Looking at the data below, state how many lines contain "dishwasher". No other words are wanted.

══ Records supplied

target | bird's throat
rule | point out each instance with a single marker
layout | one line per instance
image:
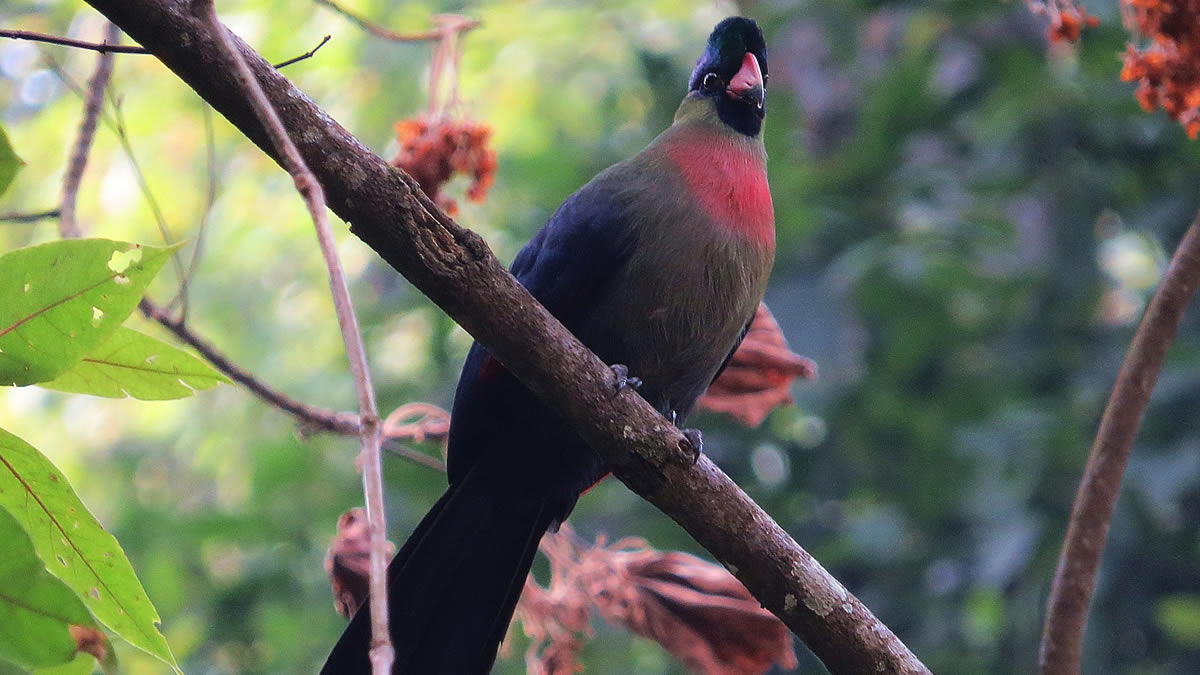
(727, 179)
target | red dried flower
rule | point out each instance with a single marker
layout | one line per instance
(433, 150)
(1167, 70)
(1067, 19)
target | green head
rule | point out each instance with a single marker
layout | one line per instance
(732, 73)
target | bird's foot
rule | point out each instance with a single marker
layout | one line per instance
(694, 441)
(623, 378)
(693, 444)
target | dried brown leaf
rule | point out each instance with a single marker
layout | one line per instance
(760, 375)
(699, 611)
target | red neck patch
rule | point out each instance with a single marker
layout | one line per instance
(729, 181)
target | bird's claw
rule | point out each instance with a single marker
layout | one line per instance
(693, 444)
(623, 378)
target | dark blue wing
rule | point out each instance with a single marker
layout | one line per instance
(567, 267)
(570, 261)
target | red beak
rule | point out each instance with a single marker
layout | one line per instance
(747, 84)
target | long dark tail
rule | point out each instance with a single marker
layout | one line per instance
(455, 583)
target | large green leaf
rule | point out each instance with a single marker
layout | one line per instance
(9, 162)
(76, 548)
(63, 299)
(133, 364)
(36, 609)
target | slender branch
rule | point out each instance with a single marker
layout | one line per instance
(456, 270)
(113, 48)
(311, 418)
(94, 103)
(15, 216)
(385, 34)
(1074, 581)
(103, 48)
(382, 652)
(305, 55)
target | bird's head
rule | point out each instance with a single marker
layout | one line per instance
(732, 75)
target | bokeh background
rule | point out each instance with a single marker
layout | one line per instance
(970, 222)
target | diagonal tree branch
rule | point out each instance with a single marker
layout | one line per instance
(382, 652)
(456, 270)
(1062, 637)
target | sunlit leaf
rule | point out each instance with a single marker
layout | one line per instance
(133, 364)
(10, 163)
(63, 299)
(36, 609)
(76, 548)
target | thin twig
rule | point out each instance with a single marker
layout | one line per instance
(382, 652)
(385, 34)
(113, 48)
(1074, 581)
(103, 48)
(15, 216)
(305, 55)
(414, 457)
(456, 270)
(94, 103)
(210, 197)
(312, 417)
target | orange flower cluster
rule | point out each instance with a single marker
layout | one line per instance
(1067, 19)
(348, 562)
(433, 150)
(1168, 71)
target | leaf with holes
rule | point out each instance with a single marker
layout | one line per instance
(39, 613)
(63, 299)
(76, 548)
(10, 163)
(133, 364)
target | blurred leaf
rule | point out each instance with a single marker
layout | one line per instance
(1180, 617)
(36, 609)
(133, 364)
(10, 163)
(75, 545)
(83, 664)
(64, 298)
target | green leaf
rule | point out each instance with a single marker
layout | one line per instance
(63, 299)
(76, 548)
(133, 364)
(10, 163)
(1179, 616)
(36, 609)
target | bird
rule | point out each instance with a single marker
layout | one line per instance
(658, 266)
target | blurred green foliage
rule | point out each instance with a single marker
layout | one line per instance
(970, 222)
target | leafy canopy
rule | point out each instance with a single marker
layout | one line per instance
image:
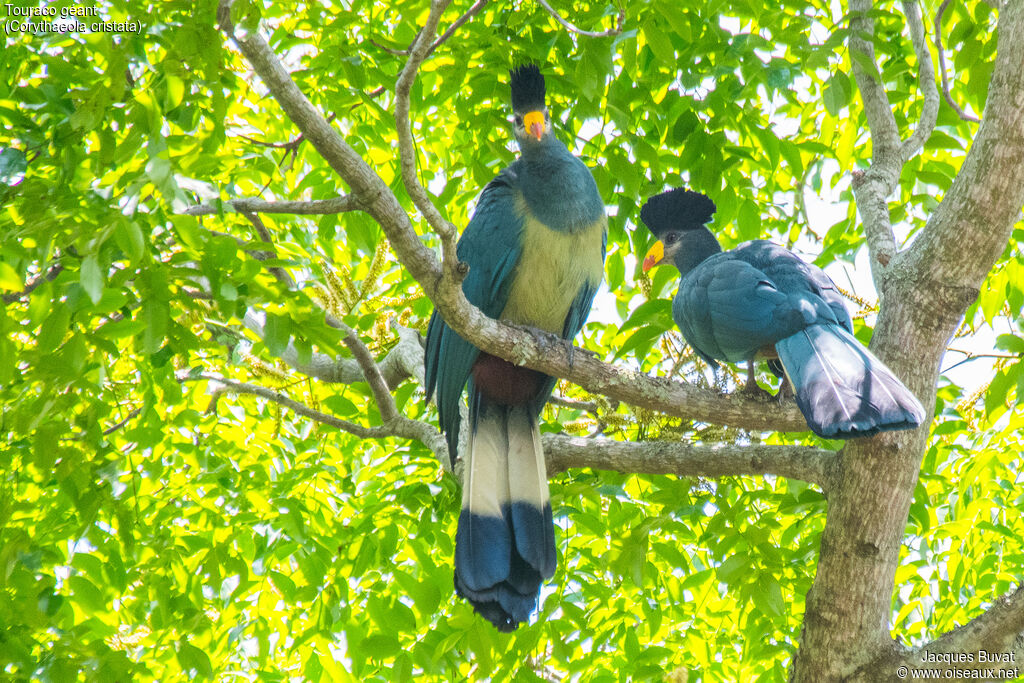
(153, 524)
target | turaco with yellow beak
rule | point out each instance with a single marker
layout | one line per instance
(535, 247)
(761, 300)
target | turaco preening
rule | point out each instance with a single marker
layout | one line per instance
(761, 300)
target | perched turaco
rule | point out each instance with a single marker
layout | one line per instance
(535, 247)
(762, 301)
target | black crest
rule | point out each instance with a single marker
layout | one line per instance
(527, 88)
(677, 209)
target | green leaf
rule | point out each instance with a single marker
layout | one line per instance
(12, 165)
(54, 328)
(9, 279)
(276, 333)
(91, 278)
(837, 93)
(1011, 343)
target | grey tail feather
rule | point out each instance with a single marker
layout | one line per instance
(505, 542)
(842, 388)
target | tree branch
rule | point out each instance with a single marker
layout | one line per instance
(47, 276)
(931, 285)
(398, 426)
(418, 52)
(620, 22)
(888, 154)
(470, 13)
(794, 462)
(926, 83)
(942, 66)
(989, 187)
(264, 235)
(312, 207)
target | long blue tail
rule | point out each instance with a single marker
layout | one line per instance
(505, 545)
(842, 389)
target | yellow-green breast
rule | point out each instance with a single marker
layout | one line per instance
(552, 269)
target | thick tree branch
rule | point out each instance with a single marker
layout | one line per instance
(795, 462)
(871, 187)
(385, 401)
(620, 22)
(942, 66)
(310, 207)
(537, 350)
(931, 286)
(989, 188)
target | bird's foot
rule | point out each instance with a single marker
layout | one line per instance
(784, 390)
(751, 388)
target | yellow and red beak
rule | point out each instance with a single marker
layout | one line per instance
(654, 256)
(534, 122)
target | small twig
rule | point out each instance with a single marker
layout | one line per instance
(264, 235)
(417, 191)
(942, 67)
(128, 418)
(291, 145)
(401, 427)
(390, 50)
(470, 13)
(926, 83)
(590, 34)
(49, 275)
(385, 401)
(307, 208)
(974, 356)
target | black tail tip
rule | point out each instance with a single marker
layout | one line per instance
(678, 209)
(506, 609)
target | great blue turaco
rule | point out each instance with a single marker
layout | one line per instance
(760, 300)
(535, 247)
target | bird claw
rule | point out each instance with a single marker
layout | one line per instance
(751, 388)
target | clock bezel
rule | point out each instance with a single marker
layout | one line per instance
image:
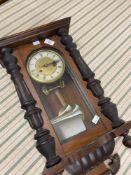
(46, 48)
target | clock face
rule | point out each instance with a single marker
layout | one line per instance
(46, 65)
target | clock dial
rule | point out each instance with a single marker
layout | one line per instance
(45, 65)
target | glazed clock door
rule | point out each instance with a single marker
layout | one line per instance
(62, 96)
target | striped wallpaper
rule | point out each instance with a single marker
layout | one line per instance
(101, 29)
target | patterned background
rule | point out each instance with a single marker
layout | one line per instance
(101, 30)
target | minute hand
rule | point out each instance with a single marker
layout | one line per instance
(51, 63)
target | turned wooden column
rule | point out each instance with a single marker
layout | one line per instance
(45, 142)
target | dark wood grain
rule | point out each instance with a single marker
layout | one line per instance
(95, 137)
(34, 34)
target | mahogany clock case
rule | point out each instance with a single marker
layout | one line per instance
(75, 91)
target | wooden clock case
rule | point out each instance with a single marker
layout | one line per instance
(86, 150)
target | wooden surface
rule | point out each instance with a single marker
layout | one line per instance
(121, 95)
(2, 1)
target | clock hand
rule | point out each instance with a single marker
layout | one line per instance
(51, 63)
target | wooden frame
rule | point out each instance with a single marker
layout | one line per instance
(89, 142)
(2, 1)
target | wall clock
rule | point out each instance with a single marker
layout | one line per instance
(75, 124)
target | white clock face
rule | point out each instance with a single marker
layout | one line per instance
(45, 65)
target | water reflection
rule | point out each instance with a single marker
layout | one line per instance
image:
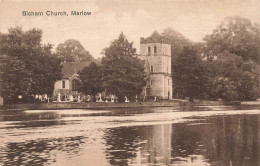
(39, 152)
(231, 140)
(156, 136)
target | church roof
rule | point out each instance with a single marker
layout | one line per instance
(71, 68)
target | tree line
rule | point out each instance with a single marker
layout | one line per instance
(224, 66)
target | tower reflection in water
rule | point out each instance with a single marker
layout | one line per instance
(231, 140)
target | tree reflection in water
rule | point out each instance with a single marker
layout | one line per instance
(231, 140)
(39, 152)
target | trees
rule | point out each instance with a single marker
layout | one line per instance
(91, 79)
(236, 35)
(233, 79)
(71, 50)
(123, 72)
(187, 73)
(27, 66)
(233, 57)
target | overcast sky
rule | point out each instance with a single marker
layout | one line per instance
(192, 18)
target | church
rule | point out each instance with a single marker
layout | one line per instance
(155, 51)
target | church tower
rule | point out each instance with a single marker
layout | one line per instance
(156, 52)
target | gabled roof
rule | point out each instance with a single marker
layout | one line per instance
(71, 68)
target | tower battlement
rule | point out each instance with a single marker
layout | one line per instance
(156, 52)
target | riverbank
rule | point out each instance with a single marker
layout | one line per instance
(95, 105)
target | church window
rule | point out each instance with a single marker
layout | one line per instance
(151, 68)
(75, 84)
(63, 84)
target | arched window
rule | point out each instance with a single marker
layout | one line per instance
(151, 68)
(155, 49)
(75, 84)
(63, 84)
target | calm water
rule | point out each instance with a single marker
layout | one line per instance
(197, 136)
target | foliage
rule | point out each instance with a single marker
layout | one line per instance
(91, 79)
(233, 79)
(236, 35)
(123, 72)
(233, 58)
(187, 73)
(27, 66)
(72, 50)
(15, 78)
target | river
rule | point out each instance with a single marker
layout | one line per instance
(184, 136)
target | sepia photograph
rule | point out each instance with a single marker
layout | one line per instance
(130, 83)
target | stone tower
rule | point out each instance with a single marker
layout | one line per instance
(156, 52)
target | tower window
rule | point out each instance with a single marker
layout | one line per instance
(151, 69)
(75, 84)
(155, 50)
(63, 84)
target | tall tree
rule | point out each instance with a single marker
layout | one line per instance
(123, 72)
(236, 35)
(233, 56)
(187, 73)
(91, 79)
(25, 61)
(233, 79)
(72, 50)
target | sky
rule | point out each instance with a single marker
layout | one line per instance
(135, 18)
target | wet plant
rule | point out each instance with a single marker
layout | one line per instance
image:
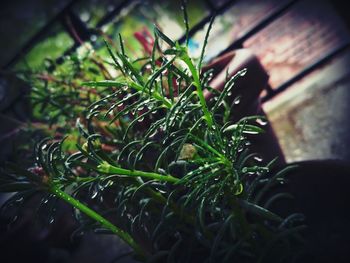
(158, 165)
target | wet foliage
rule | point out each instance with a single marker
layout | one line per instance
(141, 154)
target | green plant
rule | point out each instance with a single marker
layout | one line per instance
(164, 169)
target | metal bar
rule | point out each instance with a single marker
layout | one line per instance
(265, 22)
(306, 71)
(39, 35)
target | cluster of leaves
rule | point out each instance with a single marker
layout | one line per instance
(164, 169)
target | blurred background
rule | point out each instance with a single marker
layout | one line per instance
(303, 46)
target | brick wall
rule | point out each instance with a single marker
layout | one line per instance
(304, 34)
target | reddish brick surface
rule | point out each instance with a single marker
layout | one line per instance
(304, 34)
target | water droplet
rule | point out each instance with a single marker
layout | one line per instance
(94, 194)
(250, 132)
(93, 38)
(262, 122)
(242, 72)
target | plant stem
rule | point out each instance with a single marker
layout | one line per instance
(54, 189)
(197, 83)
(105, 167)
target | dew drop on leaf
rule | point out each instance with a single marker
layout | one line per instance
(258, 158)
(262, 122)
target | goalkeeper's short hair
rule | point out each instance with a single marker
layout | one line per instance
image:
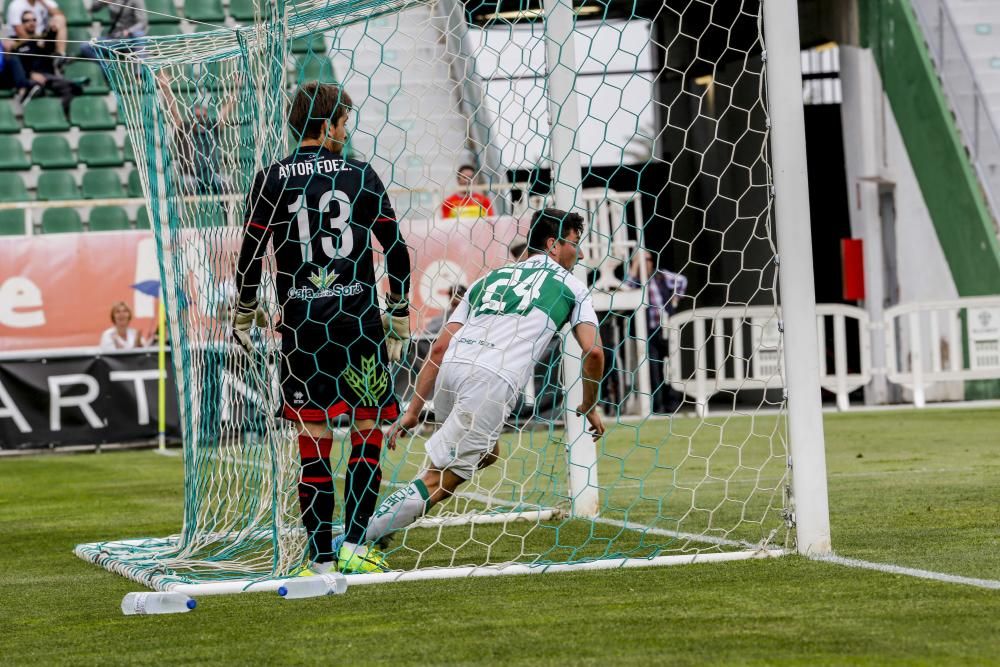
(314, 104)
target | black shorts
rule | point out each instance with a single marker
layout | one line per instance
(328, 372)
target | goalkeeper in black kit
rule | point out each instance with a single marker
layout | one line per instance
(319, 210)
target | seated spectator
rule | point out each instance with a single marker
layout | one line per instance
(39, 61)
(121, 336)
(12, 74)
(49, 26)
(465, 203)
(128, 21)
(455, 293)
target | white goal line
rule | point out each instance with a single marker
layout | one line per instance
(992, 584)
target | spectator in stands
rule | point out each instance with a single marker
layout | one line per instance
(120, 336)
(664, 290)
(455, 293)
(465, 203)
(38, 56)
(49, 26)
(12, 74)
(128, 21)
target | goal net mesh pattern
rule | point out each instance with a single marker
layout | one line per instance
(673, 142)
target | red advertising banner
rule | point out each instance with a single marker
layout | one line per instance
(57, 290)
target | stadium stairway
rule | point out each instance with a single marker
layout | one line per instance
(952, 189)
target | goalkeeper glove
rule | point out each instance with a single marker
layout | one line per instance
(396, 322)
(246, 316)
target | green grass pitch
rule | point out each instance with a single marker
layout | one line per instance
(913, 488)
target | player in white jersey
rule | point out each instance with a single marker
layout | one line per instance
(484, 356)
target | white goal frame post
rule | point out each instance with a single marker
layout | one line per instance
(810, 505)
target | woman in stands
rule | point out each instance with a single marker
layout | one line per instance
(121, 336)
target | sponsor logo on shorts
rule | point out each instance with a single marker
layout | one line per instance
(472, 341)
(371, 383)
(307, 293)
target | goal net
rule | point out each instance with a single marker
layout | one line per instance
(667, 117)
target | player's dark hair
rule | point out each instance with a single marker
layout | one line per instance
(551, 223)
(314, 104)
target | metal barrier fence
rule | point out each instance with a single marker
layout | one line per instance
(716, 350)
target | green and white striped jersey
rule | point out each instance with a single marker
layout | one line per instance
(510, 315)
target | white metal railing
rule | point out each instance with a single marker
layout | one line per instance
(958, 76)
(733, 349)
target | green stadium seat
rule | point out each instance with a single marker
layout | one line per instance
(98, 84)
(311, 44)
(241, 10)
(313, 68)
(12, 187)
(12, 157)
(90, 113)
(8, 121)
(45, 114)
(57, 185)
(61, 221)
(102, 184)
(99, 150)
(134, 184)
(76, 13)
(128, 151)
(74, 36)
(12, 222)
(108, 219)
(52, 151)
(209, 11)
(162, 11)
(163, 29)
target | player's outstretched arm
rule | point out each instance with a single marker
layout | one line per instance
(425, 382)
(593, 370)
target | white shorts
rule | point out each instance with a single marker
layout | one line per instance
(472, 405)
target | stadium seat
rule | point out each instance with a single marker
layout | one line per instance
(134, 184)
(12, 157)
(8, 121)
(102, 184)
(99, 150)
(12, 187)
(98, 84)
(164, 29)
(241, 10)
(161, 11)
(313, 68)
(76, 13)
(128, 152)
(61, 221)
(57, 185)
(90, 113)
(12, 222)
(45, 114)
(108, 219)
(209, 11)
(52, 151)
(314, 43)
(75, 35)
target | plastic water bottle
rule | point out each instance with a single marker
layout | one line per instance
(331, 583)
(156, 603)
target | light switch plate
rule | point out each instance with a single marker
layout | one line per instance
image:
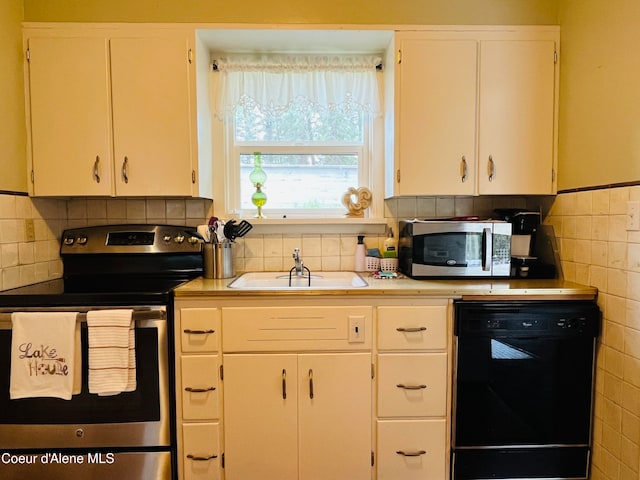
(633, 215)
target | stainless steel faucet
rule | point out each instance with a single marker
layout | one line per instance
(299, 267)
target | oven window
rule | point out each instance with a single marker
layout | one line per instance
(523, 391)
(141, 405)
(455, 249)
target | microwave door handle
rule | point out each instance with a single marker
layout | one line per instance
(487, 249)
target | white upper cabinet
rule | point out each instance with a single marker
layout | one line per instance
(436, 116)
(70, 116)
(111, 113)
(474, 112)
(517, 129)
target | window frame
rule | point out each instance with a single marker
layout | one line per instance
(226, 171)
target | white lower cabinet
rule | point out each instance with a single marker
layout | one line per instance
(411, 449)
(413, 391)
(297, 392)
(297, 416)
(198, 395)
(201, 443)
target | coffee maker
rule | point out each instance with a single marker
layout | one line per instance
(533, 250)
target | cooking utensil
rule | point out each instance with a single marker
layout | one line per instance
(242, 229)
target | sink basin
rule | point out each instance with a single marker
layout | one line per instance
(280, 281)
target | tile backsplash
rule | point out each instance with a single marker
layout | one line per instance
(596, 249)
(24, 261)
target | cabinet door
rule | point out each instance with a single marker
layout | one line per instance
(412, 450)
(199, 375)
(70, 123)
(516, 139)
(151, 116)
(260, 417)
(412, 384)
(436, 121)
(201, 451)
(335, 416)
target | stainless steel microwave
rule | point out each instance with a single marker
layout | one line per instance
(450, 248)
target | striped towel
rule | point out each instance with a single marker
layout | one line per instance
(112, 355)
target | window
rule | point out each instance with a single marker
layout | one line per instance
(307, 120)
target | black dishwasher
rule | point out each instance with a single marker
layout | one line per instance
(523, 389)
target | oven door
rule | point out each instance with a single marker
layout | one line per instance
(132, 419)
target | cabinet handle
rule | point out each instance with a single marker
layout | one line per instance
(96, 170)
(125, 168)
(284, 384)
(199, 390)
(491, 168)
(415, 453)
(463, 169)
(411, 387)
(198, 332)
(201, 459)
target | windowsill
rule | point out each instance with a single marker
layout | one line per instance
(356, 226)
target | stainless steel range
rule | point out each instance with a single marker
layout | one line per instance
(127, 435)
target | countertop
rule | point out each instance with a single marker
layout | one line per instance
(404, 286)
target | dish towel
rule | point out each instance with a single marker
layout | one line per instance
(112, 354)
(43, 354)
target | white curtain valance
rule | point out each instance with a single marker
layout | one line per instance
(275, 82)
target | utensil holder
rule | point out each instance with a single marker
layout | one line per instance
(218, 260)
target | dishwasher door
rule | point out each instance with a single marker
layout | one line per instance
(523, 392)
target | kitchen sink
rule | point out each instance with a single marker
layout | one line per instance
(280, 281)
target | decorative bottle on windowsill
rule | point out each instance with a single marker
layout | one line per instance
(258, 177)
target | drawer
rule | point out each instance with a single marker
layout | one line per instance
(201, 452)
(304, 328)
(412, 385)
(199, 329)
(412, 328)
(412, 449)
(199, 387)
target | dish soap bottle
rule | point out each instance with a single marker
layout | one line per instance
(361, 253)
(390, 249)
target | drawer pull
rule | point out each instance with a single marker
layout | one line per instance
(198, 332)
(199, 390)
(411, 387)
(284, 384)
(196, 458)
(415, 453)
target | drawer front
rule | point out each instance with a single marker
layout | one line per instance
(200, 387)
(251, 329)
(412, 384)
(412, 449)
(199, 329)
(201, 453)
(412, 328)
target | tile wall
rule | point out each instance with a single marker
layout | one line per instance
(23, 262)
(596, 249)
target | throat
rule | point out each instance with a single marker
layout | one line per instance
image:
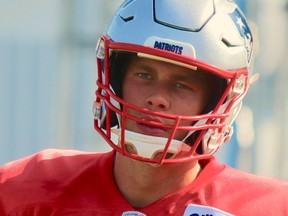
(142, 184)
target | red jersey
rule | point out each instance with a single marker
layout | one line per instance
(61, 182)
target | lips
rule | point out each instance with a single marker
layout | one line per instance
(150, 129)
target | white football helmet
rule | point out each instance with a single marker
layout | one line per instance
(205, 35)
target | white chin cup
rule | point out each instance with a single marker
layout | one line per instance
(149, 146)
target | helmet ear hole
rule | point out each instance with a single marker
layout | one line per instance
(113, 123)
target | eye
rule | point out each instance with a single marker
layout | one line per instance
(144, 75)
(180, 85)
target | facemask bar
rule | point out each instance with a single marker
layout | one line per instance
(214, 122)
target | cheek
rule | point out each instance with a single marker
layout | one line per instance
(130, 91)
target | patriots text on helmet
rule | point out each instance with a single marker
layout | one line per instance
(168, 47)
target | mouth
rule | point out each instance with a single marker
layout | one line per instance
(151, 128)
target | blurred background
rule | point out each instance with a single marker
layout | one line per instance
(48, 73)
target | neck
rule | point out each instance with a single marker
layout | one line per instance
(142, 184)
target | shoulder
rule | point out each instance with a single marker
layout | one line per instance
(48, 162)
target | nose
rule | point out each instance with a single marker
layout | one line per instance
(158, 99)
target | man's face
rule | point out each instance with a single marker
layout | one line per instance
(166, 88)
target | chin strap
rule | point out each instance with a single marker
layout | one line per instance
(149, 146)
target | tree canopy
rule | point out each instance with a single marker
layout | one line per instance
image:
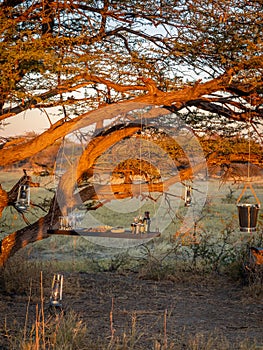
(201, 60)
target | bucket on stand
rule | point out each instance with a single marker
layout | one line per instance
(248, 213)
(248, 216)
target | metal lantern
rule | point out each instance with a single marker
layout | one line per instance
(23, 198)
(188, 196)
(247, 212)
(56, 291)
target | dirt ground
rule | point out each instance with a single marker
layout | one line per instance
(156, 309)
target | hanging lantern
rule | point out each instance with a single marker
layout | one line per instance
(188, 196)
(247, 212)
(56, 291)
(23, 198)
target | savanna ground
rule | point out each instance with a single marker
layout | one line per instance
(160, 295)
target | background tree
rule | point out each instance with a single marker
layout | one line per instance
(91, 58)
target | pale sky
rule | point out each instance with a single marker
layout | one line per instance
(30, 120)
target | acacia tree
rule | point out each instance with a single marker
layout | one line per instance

════

**Solution below**
2